**Data shown:**

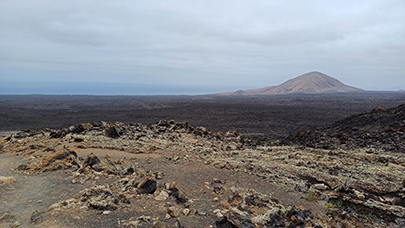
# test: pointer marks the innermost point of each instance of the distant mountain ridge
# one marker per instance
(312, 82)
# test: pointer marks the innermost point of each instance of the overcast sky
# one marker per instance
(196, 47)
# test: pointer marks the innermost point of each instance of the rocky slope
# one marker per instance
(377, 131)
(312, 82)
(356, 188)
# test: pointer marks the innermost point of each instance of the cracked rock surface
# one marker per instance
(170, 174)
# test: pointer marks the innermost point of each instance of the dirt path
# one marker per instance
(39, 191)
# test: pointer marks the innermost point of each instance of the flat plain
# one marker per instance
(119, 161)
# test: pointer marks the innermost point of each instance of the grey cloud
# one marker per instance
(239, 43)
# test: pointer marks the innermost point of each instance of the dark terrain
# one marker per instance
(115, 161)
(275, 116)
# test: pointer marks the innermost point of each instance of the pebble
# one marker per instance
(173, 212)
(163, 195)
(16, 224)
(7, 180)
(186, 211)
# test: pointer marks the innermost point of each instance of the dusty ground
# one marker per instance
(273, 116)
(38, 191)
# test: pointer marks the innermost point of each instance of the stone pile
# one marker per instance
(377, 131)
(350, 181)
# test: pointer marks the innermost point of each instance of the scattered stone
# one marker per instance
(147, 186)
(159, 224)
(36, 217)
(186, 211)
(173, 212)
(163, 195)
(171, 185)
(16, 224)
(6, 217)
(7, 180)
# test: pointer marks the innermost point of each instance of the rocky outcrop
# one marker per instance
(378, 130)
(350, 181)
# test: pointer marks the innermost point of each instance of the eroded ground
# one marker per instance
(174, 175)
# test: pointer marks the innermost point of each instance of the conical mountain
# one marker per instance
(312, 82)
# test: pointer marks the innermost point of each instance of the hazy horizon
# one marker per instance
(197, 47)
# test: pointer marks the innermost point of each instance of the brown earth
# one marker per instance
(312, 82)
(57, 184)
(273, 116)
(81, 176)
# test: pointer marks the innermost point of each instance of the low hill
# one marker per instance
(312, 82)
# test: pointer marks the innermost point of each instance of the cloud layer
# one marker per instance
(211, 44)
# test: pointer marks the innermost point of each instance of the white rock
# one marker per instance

**Exercise objective:** The whole listing above is to be printed exactly; the pictures stay out.

**Reply to the task:**
# test: pointer marks the innermost point of each instance of the distant mountain ridge
# one marker per instance
(312, 82)
# test: pointer marks the innermost point of each instance of the overcast sky
# one marker per instance
(196, 47)
# test: pointer marks the innermost point of each instance of the rocky slope
# one marker per instance
(377, 131)
(312, 82)
(356, 188)
# test: pointer marks the innermost point of each instance of the cracked rock surface
# one marker per instance
(170, 174)
# test: pointer marks the innermost point of each instance of the dirt path
# one marker per instance
(39, 191)
# test: pointer marks the innermost point of each instance of the flat plain
# one marker per instance
(119, 161)
# test: pointer marks the innermost point of each instance of the grey cloud
# one marker per instance
(239, 43)
# test: pointer marks the innermost point of each instance of the dark terrain
# one marker per instance
(115, 161)
(275, 116)
# test: pointer marks the innermost point of each instance of the pebble
# one marker per instance
(173, 212)
(163, 195)
(16, 224)
(7, 180)
(186, 211)
# test: pointer marks the innermost point of each instance of the dusty ground
# one marker per instance
(273, 116)
(38, 191)
# test: pointer marks the innermost point of each instance of the stone pile
# one marker per instance
(377, 131)
(350, 181)
# test: pointer marks the innermost point of each instance of the scattered stone
# one marker per instance
(147, 186)
(159, 224)
(36, 217)
(186, 211)
(173, 212)
(163, 195)
(171, 185)
(16, 224)
(6, 217)
(7, 180)
# test: pointer marks the innermost point of each instance of the rocky outcrop
# one marker per instance
(378, 130)
(350, 181)
# test: pointer marks the innermost point of each instance of the eroded ground
# one marker per instance
(174, 175)
# test: pointer marks the innermost point of each instance of the conical mountain
# one marker per instance
(312, 82)
# test: pointer marks the innermost point of each instance of the hazy horizon
# one marker per instance
(197, 47)
# test: pointer marks the innermost point of each instance of the brown earth
# one marker per instance
(312, 82)
(57, 184)
(273, 116)
(81, 176)
# test: pointer marks the innermost point of each instance of the low hill
# one marker per instance
(312, 82)
# test: pointer marks the innermost point of each instance of the cloud layer
# one marker per instance
(211, 44)
# test: pointer marks the innermost point of each instance of the white rock
# one marker per instance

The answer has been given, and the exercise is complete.